→ EXERCISE INSTRUCTIONS
[1] From the news article about the Hempel family's cyclodextrin lawsuit, reproduce word for word the part that opens with the words containing "The family hired" and closes with "June 28, 2013.".
[2] In the article about the Hempel family's cyclodextrin lawsuit, on what date did Cydan approach the Hempels?
[3] Extend the news article about the Hempel family's cyclodextrin lawsuit, picking up right after its last sentence.

+++ SUPPLIED TEXT

With the success of the cylcodextrin injections, Chris and Hugh developed Solutions Therapies in 2011. The goal was to get FDA approval for the treatments that had helped their children.

With FDA approval of a rare treatment could also come a priority review voucher, a new program that is considered the golden ticket in the pharmaceutical world.

A company that develops treatment for a rare pediatric condition can receive a voucher that expedites the review process for any other drug. This gives a pharmaceutical company a financial incentive to develop a drug that may only help a few — like Addi and Cassi — for the promise of fast-tracking a different drug that appeals to the masses and has the potential for big profits.

The suit said the Hempels planned to sell the voucher, if awarded, to fund more research for Neimann-Pick Type C and to use the money to keep the cost of treatments low for those with the disease.

The family hired researchers, compiled a library of medical data on their daughters and started filing for FDA approval, using much of their own money.

According to the suit, the Hempels were approached by Cydan, a venture capital-backed drug development incubator on June 28, 2013.

The suit said the firm wanted to commercialize cyclodextrin based on the Hempels’ research.

The suit says the opportunity to develop cyclodextrin was a win for Cydan because of the priority review voucher. Similar vouchers have sold for as much as $350 million.

In 2013, the Hempels and Cydan entered into an agreement to use confidential information including medical records. The Hempels gave the company access to all of their daughters’ medical records and made introductions to the team of doctors they had worked with to develop the treatment, according to the suit.

A recent photo of Addi and Cassi Hempel (Photo: Provided to the RGJ)

The suit says the plan was to split the proceeds between investors and nonprofit efforts to fund additional treatments. Conversations were had about how this drug could have additional benefits to patients with other conditions including HIV and atherosclerosis.

The suit says that in the spring of 2014, Cydan suddenly stopped communicating with the family while it was forming Vtesse, a company whose purpose was to develop cyclodextrin.

In January 2015, the National Institutes of Health announced it entered into an agreement with biotech company Vtesse to develop treatments for Niemann-Pick type C using cyclodextrin.

The National Institutes of Health said it cannot comment on pending litigation or if it has made money on its partnership with Vtesse.

++++++
+++ RECORD EXTRACTS

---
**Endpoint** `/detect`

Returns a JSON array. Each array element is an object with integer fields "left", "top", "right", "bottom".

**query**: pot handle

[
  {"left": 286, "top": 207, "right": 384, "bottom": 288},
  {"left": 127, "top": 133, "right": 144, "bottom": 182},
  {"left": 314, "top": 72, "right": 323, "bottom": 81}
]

++++++

→ TASK RESULTS
[1]
The family hired researchers, compiled a library of medical data on their daughters and started filing for FDA approval, using much of their own money.

According to the suit, the Hempels were approached by Cydan, a venture capital-backed drug development incubator on June 28, 2013.

[2] June 28, 2013.

[3]
In 2016, the FDA granted Vtesse a priority review status for Vtesse’s cyclodextrin drug, VTS-270.

The suit alleges Vtesse would not have been given this status without the Hempels’ medical records and business and research data.

In April 2017, Vtesse was acquired by Sucampo Pharmaceuticals for $200 million.

The Sucampo press release about the sale focuses on the development of Vtesse’s cyclodestrin drug, VTS-270.

Last month, Sucampo was purchased by Mallinckrodt, a global pharmaceutical company, for $1.2 billion.

Again, the same drug the Hempels say is being developed because of their research and trials on their daughters was a highlight in a press release announcing the deal.

“Mallinckrodt’s acquisition of Sucampo is the latest milestone towards our vision of becoming an innovation-driven specialty pharmaceutical growth company focused on improving outcomes for patients with severe and critical conditions,” said Mark Trudeau, chief executive officer and president of Mallinckrodt.

The release said that its newly acquired cyclodestrin drug, VTS-270, bolstered the value of the company.

The release also said that upon completion of the drug trial and approval for VTS-270 by the FDA, the company would receive a priority review voucher to use or sell.

According to press documents, cyclodextrin could become available from the pharmaceutical company as early as this year.

Hastings said the Hempels have tried for the last few years to work with the companies to rectify the wrongdoing.

It is unknown what the drug would cost to treat patients like Addi and Cassi when it is approved to be sold exclusively by a major pharmaceutical company.

“Was it greed, ego?” Hastings said. “I just don’t know.”